───── DATA FOR THIS TASK ─────
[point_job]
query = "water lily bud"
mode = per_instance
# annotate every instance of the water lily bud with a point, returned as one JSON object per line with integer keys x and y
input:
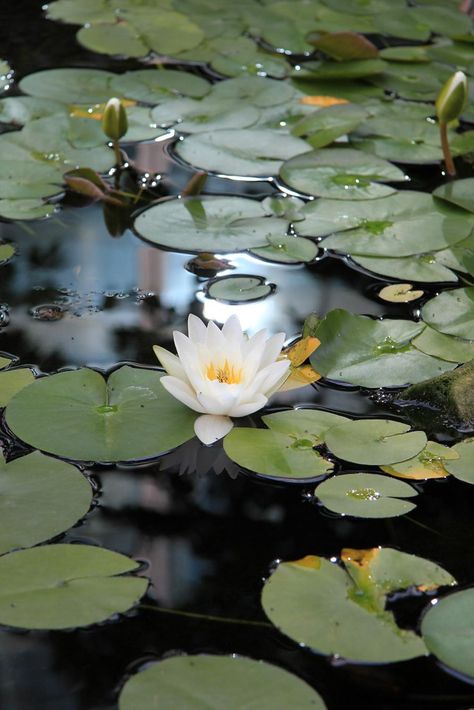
{"x": 114, "y": 121}
{"x": 452, "y": 98}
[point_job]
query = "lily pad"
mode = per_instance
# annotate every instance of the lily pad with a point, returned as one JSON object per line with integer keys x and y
{"x": 216, "y": 682}
{"x": 375, "y": 442}
{"x": 429, "y": 463}
{"x": 446, "y": 347}
{"x": 245, "y": 152}
{"x": 276, "y": 455}
{"x": 212, "y": 224}
{"x": 365, "y": 495}
{"x": 12, "y": 381}
{"x": 340, "y": 173}
{"x": 319, "y": 604}
{"x": 372, "y": 353}
{"x": 463, "y": 467}
{"x": 41, "y": 497}
{"x": 238, "y": 288}
{"x": 448, "y": 631}
{"x": 65, "y": 586}
{"x": 452, "y": 312}
{"x": 80, "y": 415}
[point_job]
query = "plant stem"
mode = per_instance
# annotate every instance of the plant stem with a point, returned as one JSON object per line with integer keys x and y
{"x": 448, "y": 158}
{"x": 205, "y": 617}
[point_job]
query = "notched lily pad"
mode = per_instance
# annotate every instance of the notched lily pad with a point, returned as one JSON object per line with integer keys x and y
{"x": 65, "y": 586}
{"x": 365, "y": 495}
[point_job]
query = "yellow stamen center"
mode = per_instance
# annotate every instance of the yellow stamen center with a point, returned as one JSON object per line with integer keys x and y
{"x": 225, "y": 373}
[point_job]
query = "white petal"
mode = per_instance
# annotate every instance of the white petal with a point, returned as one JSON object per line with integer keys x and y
{"x": 273, "y": 348}
{"x": 241, "y": 410}
{"x": 210, "y": 428}
{"x": 196, "y": 329}
{"x": 170, "y": 362}
{"x": 183, "y": 392}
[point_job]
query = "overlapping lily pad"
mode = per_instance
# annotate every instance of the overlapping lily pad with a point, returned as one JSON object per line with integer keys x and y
{"x": 41, "y": 497}
{"x": 337, "y": 611}
{"x": 79, "y": 415}
{"x": 216, "y": 682}
{"x": 212, "y": 224}
{"x": 65, "y": 586}
{"x": 341, "y": 174}
{"x": 452, "y": 312}
{"x": 448, "y": 631}
{"x": 372, "y": 353}
{"x": 365, "y": 495}
{"x": 245, "y": 152}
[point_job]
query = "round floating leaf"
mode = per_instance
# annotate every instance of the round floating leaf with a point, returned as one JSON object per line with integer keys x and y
{"x": 210, "y": 113}
{"x": 418, "y": 267}
{"x": 399, "y": 293}
{"x": 72, "y": 86}
{"x": 271, "y": 453}
{"x": 372, "y": 353}
{"x": 7, "y": 252}
{"x": 80, "y": 415}
{"x": 216, "y": 682}
{"x": 213, "y": 224}
{"x": 340, "y": 173}
{"x": 287, "y": 249}
{"x": 365, "y": 495}
{"x": 41, "y": 497}
{"x": 429, "y": 463}
{"x": 65, "y": 586}
{"x": 375, "y": 442}
{"x": 452, "y": 312}
{"x": 458, "y": 192}
{"x": 448, "y": 631}
{"x": 154, "y": 85}
{"x": 238, "y": 289}
{"x": 245, "y": 152}
{"x": 316, "y": 603}
{"x": 12, "y": 382}
{"x": 463, "y": 467}
{"x": 446, "y": 347}
{"x": 304, "y": 423}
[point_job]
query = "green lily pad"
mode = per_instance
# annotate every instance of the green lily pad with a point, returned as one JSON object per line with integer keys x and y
{"x": 69, "y": 85}
{"x": 238, "y": 288}
{"x": 418, "y": 267}
{"x": 448, "y": 631}
{"x": 12, "y": 381}
{"x": 463, "y": 467}
{"x": 80, "y": 415}
{"x": 458, "y": 192}
{"x": 319, "y": 604}
{"x": 372, "y": 353}
{"x": 213, "y": 224}
{"x": 375, "y": 442}
{"x": 244, "y": 152}
{"x": 446, "y": 347}
{"x": 7, "y": 252}
{"x": 429, "y": 463}
{"x": 216, "y": 682}
{"x": 365, "y": 495}
{"x": 452, "y": 312}
{"x": 210, "y": 113}
{"x": 41, "y": 497}
{"x": 154, "y": 85}
{"x": 65, "y": 586}
{"x": 276, "y": 455}
{"x": 340, "y": 173}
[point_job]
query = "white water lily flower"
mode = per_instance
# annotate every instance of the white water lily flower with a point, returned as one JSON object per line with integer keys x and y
{"x": 222, "y": 373}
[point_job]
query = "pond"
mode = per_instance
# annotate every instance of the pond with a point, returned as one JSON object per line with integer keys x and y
{"x": 276, "y": 520}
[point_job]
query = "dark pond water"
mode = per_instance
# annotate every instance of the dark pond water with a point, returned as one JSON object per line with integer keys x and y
{"x": 208, "y": 533}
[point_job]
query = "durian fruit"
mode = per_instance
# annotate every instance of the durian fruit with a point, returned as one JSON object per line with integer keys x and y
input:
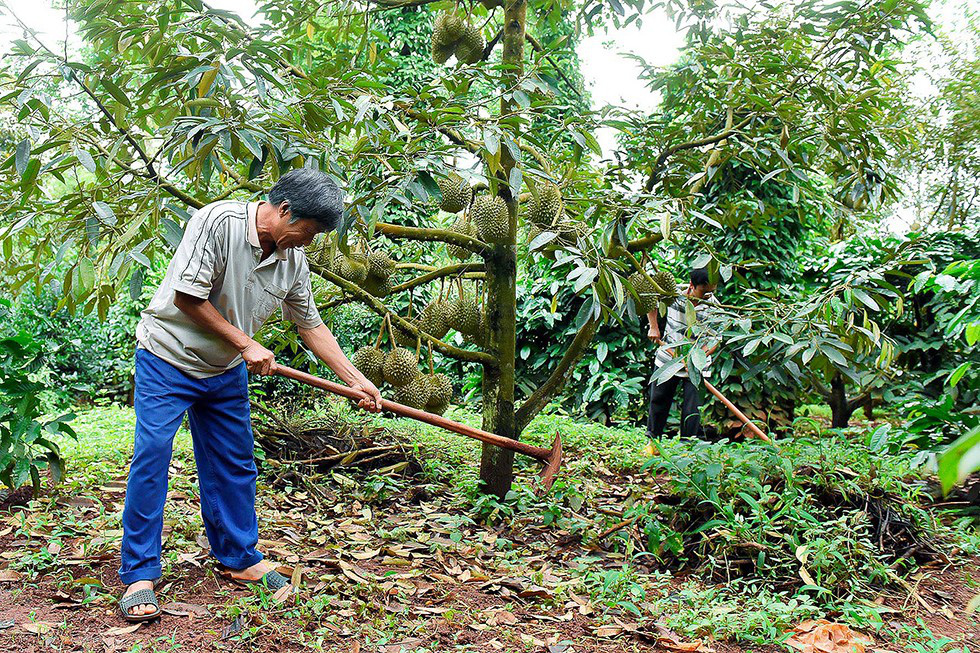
{"x": 456, "y": 193}
{"x": 370, "y": 362}
{"x": 471, "y": 45}
{"x": 415, "y": 394}
{"x": 401, "y": 367}
{"x": 461, "y": 226}
{"x": 666, "y": 283}
{"x": 545, "y": 209}
{"x": 349, "y": 268}
{"x": 463, "y": 314}
{"x": 489, "y": 214}
{"x": 405, "y": 338}
{"x": 380, "y": 265}
{"x": 646, "y": 291}
{"x": 432, "y": 320}
{"x": 446, "y": 34}
{"x": 440, "y": 393}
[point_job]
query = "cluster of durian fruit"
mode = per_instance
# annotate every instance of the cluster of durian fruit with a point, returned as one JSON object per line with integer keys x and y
{"x": 399, "y": 368}
{"x": 452, "y": 34}
{"x": 372, "y": 271}
{"x": 463, "y": 313}
{"x": 486, "y": 218}
{"x": 652, "y": 289}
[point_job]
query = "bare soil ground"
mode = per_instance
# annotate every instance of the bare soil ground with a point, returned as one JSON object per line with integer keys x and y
{"x": 403, "y": 574}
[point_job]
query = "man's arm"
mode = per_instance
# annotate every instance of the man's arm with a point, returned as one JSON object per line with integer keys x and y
{"x": 654, "y": 332}
{"x": 322, "y": 343}
{"x": 202, "y": 312}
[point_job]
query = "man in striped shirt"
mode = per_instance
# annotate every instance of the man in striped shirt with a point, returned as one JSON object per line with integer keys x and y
{"x": 699, "y": 295}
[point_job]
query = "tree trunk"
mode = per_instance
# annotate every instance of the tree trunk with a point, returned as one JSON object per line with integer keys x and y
{"x": 497, "y": 465}
{"x": 840, "y": 409}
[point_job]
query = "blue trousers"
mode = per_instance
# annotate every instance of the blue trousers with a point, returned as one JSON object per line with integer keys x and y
{"x": 221, "y": 428}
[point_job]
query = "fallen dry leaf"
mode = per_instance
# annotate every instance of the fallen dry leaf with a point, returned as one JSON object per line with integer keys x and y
{"x": 608, "y": 630}
{"x": 178, "y": 609}
{"x": 39, "y": 627}
{"x": 123, "y": 630}
{"x": 822, "y": 636}
{"x": 10, "y": 576}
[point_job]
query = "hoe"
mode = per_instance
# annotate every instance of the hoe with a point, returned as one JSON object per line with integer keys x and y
{"x": 550, "y": 457}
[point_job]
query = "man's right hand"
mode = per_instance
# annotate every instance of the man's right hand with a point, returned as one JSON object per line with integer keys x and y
{"x": 258, "y": 359}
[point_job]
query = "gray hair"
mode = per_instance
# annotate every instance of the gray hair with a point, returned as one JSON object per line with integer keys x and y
{"x": 312, "y": 195}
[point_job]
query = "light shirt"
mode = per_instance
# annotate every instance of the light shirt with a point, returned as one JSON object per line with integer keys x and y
{"x": 676, "y": 331}
{"x": 219, "y": 259}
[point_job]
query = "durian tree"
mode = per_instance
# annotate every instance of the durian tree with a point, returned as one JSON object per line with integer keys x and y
{"x": 176, "y": 104}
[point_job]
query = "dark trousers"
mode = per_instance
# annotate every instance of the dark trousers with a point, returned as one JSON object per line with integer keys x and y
{"x": 662, "y": 396}
{"x": 221, "y": 429}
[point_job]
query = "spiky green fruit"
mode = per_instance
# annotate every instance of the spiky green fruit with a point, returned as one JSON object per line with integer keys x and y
{"x": 448, "y": 29}
{"x": 666, "y": 283}
{"x": 370, "y": 362}
{"x": 545, "y": 209}
{"x": 415, "y": 394}
{"x": 349, "y": 268}
{"x": 401, "y": 367}
{"x": 380, "y": 265}
{"x": 646, "y": 292}
{"x": 461, "y": 226}
{"x": 456, "y": 193}
{"x": 471, "y": 45}
{"x": 489, "y": 214}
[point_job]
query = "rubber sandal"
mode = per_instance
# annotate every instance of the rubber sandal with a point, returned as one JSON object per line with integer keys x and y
{"x": 139, "y": 597}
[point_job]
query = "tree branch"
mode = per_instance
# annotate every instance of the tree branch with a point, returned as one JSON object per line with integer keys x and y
{"x": 539, "y": 48}
{"x": 658, "y": 165}
{"x": 554, "y": 383}
{"x": 438, "y": 273}
{"x": 378, "y": 307}
{"x": 426, "y": 234}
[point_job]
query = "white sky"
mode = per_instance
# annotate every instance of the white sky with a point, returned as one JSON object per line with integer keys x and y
{"x": 611, "y": 78}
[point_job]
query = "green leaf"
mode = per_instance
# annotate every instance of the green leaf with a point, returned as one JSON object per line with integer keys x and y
{"x": 865, "y": 298}
{"x": 105, "y": 212}
{"x": 960, "y": 460}
{"x": 699, "y": 359}
{"x": 115, "y": 92}
{"x": 491, "y": 141}
{"x": 957, "y": 374}
{"x": 86, "y": 160}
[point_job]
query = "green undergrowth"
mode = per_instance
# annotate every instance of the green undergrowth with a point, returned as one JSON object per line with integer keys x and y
{"x": 764, "y": 538}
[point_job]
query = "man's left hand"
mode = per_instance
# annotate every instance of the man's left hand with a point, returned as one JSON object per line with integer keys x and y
{"x": 373, "y": 401}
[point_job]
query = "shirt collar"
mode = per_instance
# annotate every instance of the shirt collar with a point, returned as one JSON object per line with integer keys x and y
{"x": 252, "y": 229}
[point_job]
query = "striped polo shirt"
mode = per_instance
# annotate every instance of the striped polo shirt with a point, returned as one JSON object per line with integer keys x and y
{"x": 676, "y": 331}
{"x": 219, "y": 259}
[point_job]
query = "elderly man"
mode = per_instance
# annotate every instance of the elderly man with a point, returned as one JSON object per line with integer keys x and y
{"x": 236, "y": 264}
{"x": 700, "y": 294}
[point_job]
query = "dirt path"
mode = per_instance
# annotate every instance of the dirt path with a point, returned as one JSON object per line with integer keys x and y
{"x": 403, "y": 574}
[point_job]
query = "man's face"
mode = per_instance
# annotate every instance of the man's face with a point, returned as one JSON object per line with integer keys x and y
{"x": 294, "y": 234}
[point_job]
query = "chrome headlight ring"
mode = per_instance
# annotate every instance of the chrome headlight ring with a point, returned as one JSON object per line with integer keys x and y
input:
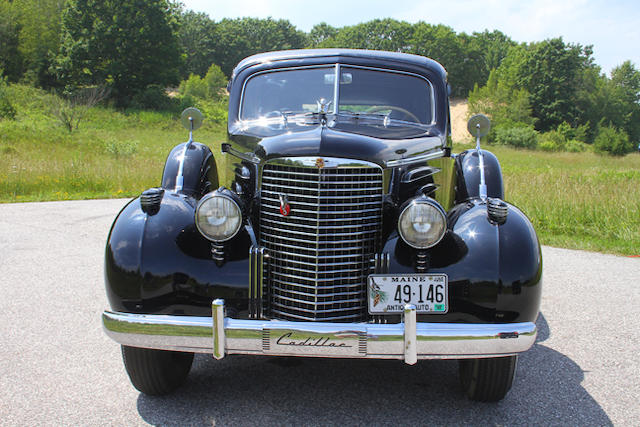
{"x": 218, "y": 217}
{"x": 422, "y": 223}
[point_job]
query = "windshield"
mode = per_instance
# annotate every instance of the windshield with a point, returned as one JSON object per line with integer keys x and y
{"x": 365, "y": 100}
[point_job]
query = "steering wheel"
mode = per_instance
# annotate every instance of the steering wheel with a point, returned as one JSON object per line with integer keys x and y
{"x": 404, "y": 111}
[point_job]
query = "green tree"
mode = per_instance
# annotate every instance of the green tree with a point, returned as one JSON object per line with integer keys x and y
{"x": 10, "y": 57}
{"x": 494, "y": 46}
{"x": 216, "y": 81}
{"x": 197, "y": 37}
{"x": 552, "y": 72}
{"x": 613, "y": 141}
{"x": 127, "y": 45}
{"x": 463, "y": 61}
{"x": 320, "y": 33}
{"x": 624, "y": 96}
{"x": 379, "y": 34}
{"x": 40, "y": 26}
{"x": 239, "y": 38}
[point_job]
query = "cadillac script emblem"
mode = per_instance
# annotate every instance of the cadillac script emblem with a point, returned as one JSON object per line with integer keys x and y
{"x": 285, "y": 207}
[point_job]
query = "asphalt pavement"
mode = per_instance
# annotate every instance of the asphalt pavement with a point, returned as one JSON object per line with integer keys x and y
{"x": 58, "y": 368}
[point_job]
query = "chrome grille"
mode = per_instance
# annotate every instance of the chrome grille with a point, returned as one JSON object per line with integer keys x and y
{"x": 319, "y": 256}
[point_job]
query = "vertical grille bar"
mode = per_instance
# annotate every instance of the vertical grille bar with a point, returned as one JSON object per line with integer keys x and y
{"x": 321, "y": 253}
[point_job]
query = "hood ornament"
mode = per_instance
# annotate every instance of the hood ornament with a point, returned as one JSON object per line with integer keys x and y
{"x": 285, "y": 207}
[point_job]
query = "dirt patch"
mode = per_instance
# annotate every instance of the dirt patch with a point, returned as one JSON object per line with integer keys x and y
{"x": 459, "y": 111}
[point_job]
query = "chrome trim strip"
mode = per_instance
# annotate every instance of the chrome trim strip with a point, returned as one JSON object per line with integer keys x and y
{"x": 417, "y": 173}
{"x": 415, "y": 159}
{"x": 336, "y": 88}
{"x": 217, "y": 320}
{"x": 220, "y": 336}
{"x": 410, "y": 335}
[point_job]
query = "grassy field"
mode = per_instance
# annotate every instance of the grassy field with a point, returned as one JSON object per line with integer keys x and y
{"x": 575, "y": 200}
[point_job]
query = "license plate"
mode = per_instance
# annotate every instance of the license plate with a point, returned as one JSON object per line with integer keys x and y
{"x": 390, "y": 293}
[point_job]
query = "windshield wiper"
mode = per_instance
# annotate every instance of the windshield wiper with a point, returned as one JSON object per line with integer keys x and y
{"x": 377, "y": 119}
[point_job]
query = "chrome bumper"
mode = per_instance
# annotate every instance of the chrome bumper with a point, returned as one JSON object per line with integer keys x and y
{"x": 409, "y": 341}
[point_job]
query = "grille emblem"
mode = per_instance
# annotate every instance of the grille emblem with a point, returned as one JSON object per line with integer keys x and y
{"x": 285, "y": 207}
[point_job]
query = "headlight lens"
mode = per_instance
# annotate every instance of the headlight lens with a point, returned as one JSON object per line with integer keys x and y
{"x": 422, "y": 223}
{"x": 218, "y": 217}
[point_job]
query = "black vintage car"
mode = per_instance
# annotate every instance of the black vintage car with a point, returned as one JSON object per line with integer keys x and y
{"x": 341, "y": 224}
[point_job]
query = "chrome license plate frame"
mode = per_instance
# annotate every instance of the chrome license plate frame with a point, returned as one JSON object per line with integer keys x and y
{"x": 428, "y": 292}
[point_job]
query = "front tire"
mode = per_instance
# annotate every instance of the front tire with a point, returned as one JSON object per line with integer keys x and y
{"x": 156, "y": 372}
{"x": 487, "y": 380}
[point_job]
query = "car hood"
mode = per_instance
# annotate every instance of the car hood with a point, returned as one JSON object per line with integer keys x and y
{"x": 329, "y": 142}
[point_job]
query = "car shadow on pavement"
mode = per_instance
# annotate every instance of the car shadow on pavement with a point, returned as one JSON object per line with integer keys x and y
{"x": 250, "y": 390}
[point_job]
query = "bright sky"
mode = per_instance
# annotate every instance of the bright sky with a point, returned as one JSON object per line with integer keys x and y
{"x": 612, "y": 27}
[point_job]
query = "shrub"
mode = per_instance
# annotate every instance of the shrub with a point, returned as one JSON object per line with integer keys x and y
{"x": 569, "y": 133}
{"x": 612, "y": 141}
{"x": 521, "y": 137}
{"x": 7, "y": 110}
{"x": 71, "y": 111}
{"x": 214, "y": 111}
{"x": 194, "y": 86}
{"x": 216, "y": 81}
{"x": 119, "y": 148}
{"x": 574, "y": 146}
{"x": 153, "y": 97}
{"x": 553, "y": 141}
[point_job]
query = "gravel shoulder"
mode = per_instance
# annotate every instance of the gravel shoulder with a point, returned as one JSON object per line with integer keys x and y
{"x": 58, "y": 367}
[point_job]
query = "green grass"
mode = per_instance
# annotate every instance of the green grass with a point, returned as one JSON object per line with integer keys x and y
{"x": 575, "y": 200}
{"x": 40, "y": 160}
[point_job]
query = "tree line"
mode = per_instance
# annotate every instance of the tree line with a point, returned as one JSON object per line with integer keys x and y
{"x": 547, "y": 87}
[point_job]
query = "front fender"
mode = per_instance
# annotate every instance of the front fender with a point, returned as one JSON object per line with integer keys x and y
{"x": 161, "y": 264}
{"x": 494, "y": 271}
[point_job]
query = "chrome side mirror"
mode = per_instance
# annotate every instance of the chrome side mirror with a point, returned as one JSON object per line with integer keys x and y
{"x": 479, "y": 126}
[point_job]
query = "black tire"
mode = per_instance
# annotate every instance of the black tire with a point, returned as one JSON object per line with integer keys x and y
{"x": 487, "y": 380}
{"x": 156, "y": 372}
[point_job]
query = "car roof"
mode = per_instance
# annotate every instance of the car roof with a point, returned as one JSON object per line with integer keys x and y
{"x": 397, "y": 57}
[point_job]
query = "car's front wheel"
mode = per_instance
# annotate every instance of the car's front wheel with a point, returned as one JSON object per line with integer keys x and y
{"x": 156, "y": 372}
{"x": 487, "y": 380}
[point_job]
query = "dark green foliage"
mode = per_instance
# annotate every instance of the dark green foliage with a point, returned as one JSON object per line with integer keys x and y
{"x": 154, "y": 97}
{"x": 613, "y": 141}
{"x": 519, "y": 137}
{"x": 379, "y": 34}
{"x": 456, "y": 53}
{"x": 320, "y": 33}
{"x": 553, "y": 141}
{"x": 10, "y": 58}
{"x": 494, "y": 46}
{"x": 29, "y": 39}
{"x": 7, "y": 110}
{"x": 623, "y": 100}
{"x": 198, "y": 41}
{"x": 552, "y": 74}
{"x": 127, "y": 45}
{"x": 239, "y": 38}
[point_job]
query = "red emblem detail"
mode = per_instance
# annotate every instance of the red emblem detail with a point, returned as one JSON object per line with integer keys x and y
{"x": 285, "y": 208}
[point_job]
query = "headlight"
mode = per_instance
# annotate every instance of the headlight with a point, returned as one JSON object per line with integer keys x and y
{"x": 422, "y": 223}
{"x": 218, "y": 217}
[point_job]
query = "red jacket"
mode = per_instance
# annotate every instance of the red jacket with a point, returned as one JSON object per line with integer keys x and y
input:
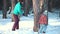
{"x": 43, "y": 19}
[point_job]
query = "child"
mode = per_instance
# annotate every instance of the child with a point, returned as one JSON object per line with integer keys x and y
{"x": 43, "y": 21}
{"x": 17, "y": 10}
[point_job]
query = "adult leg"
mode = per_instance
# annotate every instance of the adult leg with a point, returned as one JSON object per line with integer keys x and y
{"x": 16, "y": 20}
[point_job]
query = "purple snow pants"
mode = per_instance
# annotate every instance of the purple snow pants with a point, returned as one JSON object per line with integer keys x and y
{"x": 16, "y": 20}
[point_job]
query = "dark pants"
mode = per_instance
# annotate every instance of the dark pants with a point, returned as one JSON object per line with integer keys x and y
{"x": 16, "y": 24}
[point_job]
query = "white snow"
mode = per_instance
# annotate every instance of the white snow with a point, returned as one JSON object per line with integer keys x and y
{"x": 26, "y": 25}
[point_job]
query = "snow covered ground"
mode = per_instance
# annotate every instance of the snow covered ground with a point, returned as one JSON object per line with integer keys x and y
{"x": 26, "y": 25}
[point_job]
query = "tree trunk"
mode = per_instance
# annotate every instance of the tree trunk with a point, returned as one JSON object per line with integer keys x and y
{"x": 4, "y": 9}
{"x": 36, "y": 8}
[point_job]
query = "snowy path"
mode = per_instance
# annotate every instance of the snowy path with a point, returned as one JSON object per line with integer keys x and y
{"x": 26, "y": 25}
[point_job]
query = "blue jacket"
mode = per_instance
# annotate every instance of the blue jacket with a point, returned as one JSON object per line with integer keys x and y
{"x": 17, "y": 9}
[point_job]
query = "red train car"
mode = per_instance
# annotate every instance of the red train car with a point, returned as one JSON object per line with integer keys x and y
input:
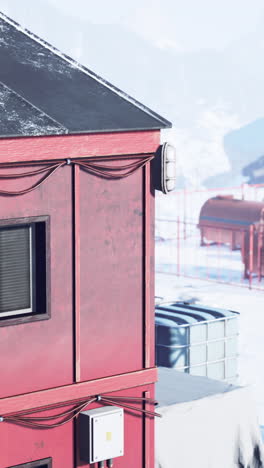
{"x": 76, "y": 256}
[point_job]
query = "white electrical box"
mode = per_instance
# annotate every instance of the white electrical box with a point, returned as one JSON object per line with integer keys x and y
{"x": 101, "y": 434}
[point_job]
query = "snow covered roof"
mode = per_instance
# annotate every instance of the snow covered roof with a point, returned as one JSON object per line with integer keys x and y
{"x": 44, "y": 92}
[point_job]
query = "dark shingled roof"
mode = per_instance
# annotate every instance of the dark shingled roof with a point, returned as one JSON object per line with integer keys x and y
{"x": 43, "y": 92}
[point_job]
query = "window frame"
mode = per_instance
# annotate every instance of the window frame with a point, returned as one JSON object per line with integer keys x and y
{"x": 25, "y": 317}
{"x": 35, "y": 464}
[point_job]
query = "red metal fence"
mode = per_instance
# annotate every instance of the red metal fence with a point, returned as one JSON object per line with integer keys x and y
{"x": 181, "y": 251}
{"x": 187, "y": 203}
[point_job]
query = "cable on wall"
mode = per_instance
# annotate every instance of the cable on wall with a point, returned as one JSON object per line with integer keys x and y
{"x": 93, "y": 165}
{"x": 44, "y": 422}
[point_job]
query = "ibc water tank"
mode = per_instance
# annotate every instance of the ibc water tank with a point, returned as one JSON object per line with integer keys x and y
{"x": 198, "y": 340}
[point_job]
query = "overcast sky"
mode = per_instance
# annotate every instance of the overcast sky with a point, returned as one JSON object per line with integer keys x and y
{"x": 197, "y": 62}
{"x": 188, "y": 25}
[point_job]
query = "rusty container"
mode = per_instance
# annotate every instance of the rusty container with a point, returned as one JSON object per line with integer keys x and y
{"x": 226, "y": 220}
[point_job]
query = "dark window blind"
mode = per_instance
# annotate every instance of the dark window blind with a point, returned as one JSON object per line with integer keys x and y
{"x": 15, "y": 270}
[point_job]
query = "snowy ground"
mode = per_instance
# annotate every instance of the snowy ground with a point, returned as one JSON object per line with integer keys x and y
{"x": 249, "y": 303}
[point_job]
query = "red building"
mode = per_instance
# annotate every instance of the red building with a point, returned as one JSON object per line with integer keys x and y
{"x": 76, "y": 255}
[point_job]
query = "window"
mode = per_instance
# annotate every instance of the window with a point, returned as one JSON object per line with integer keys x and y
{"x": 45, "y": 463}
{"x": 23, "y": 269}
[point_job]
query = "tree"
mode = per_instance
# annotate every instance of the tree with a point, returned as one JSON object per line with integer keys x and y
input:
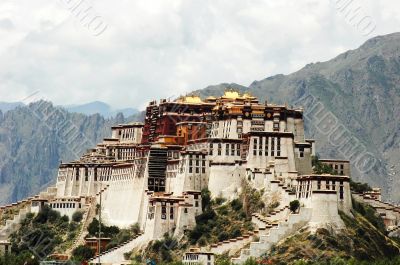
{"x": 294, "y": 206}
{"x": 77, "y": 216}
{"x": 83, "y": 253}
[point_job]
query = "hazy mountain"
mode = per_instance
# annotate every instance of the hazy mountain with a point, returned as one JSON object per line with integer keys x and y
{"x": 101, "y": 108}
{"x": 90, "y": 108}
{"x": 361, "y": 89}
{"x": 6, "y": 106}
{"x": 35, "y": 138}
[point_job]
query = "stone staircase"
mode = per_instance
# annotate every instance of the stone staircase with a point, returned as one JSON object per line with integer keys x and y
{"x": 87, "y": 218}
{"x": 116, "y": 255}
{"x": 13, "y": 224}
{"x": 275, "y": 232}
─────
TASK REQUIREMENTS »
From the lines above, extract every line that contains the string "rusty" and copy each one out.

RESULT OF THE EXERCISE »
query = "rusty container"
# annotate every instance of the rusty container with a point, returned as one JSON object per line with integer keys x and y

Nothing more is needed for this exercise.